* **Exercise directions**
Please scale everything from the line containing "segment bare earth mound" down to the end of the rows, repeating the requests unchanged but multiplying every polygon vertex coordinate in the outlines by 1.6 and rounding to whole numbers, with halves rounded up. Leave the pictures out.

* **Data extract**
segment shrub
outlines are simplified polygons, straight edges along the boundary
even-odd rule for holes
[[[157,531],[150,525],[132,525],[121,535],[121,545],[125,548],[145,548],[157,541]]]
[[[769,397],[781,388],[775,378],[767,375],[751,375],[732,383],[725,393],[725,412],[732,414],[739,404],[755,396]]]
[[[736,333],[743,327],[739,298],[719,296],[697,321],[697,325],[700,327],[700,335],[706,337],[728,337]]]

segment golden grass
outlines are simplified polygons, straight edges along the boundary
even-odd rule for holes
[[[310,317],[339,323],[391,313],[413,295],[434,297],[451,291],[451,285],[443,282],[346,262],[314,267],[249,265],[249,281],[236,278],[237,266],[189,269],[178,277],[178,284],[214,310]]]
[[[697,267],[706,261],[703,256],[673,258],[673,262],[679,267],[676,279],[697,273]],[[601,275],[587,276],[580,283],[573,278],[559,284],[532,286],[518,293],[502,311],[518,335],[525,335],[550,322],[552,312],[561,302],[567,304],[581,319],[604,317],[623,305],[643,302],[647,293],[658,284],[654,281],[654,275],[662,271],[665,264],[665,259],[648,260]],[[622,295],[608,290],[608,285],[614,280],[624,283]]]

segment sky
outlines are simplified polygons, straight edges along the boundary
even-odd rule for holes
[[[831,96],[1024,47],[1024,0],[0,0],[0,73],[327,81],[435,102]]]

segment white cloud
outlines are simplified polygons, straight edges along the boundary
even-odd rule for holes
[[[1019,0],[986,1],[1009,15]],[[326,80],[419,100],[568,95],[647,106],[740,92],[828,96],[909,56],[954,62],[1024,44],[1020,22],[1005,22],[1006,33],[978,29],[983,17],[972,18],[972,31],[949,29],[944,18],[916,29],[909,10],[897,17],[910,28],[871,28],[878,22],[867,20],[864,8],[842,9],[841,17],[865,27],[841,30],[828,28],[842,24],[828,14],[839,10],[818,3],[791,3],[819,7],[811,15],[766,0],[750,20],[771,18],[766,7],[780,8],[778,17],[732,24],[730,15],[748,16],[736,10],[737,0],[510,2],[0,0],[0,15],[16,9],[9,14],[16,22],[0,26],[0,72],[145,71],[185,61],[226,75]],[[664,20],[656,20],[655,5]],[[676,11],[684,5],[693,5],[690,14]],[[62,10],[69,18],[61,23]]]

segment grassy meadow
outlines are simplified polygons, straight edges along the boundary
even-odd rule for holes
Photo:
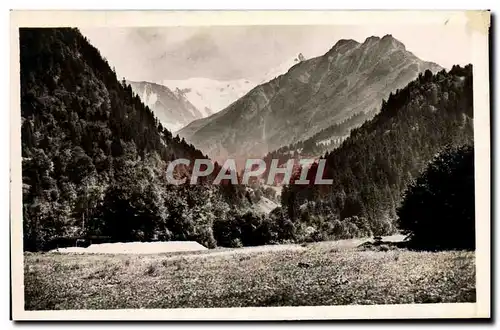
[[[474,302],[474,253],[358,241],[198,253],[25,253],[27,310]]]

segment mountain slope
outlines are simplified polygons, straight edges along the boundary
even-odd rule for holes
[[[127,83],[170,131],[175,132],[193,120],[205,117],[205,113],[198,110],[179,91],[173,92],[166,86],[146,81]]]
[[[215,159],[260,157],[378,108],[426,69],[440,67],[421,61],[390,35],[362,44],[340,40],[323,56],[296,64],[179,134]]]
[[[446,146],[473,141],[472,66],[426,71],[326,155],[324,177],[332,184],[292,184],[283,188],[282,205],[292,219],[359,217],[377,234],[391,232],[408,184]]]
[[[302,54],[278,65],[275,68],[255,77],[235,80],[215,80],[209,78],[190,78],[186,80],[163,80],[179,96],[191,102],[201,113],[208,117],[228,107],[231,103],[248,93],[259,84],[285,73],[293,65],[304,60]]]
[[[163,80],[161,83],[189,100],[203,113],[203,117],[224,109],[255,87],[255,83],[247,79],[222,81],[209,78],[190,78]]]

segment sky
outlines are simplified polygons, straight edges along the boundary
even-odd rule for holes
[[[444,68],[471,62],[471,39],[455,26],[252,25],[81,28],[120,77],[160,82],[258,77],[299,53],[326,53],[340,39],[392,36],[422,60]]]

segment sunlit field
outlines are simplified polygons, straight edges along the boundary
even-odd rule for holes
[[[25,307],[206,308],[474,302],[474,252],[360,240],[157,255],[25,253]]]

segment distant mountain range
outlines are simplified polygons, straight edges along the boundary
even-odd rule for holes
[[[160,84],[167,86],[179,96],[191,102],[203,117],[210,116],[228,107],[259,84],[285,73],[293,65],[304,60],[302,54],[273,67],[263,74],[259,73],[248,79],[215,80],[210,78],[189,78],[185,80],[163,80]]]
[[[391,35],[363,43],[339,40],[326,54],[301,59],[179,135],[216,160],[261,157],[354,114],[376,111],[419,73],[442,69],[419,59]]]
[[[166,86],[147,81],[127,83],[142,102],[153,110],[162,125],[172,132],[210,114],[201,112],[178,90],[174,92]]]

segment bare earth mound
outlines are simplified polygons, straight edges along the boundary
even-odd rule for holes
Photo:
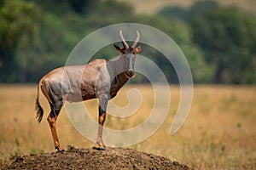
[[[106,150],[69,146],[61,152],[13,157],[2,169],[192,169],[177,162],[127,148]]]

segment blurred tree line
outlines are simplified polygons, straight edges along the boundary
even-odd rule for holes
[[[169,35],[186,56],[195,82],[256,83],[253,15],[214,1],[136,14],[125,1],[113,0],[0,0],[0,82],[36,82],[63,65],[86,35],[125,22],[148,25]],[[170,82],[178,82],[160,52],[142,46],[141,54],[156,62]],[[105,48],[97,57],[117,54]],[[139,75],[135,82],[147,81]]]

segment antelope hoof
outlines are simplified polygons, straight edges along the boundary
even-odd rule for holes
[[[106,150],[106,146],[99,147],[99,150]]]
[[[97,141],[96,144],[99,146],[99,148],[98,148],[99,150],[106,150],[106,146],[105,146],[105,144],[103,144],[102,142]]]
[[[57,150],[57,152],[61,152],[61,153],[63,153],[65,151],[65,150],[61,149],[61,147],[60,147],[60,146],[55,146],[55,150]]]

* **Response to this task**
segment bare earth mound
outlines are simplified polygons, straight edges along the boundary
even-odd rule for holes
Photo:
[[[170,240],[110,234],[98,243],[21,251],[3,270],[307,270],[283,259],[203,237]]]

segment blurred tree line
outlines are simplified polygons, straight edges along the boundary
even-odd rule for holes
[[[270,56],[298,90],[312,131],[410,133],[405,24],[342,2],[218,22],[200,2],[181,0],[0,0],[0,131],[58,131],[101,104],[138,56],[200,35],[237,40]],[[272,131],[285,131],[256,83],[227,74],[226,86],[250,99]],[[168,77],[155,91],[187,86]],[[222,120],[216,131],[235,130]]]

segment antelope hoof
outlines are simplified polygons, straight edges along the boundary
even-odd rule for holes
[[[170,240],[170,234],[158,235],[158,240]]]
[[[155,226],[154,230],[158,234],[158,237],[157,237],[158,240],[170,240],[170,234],[168,234],[168,230],[165,230],[163,227]]]
[[[91,240],[91,243],[98,243],[98,245],[101,245],[104,242],[104,240],[98,238],[98,235],[96,235],[96,234],[88,234],[88,240]]]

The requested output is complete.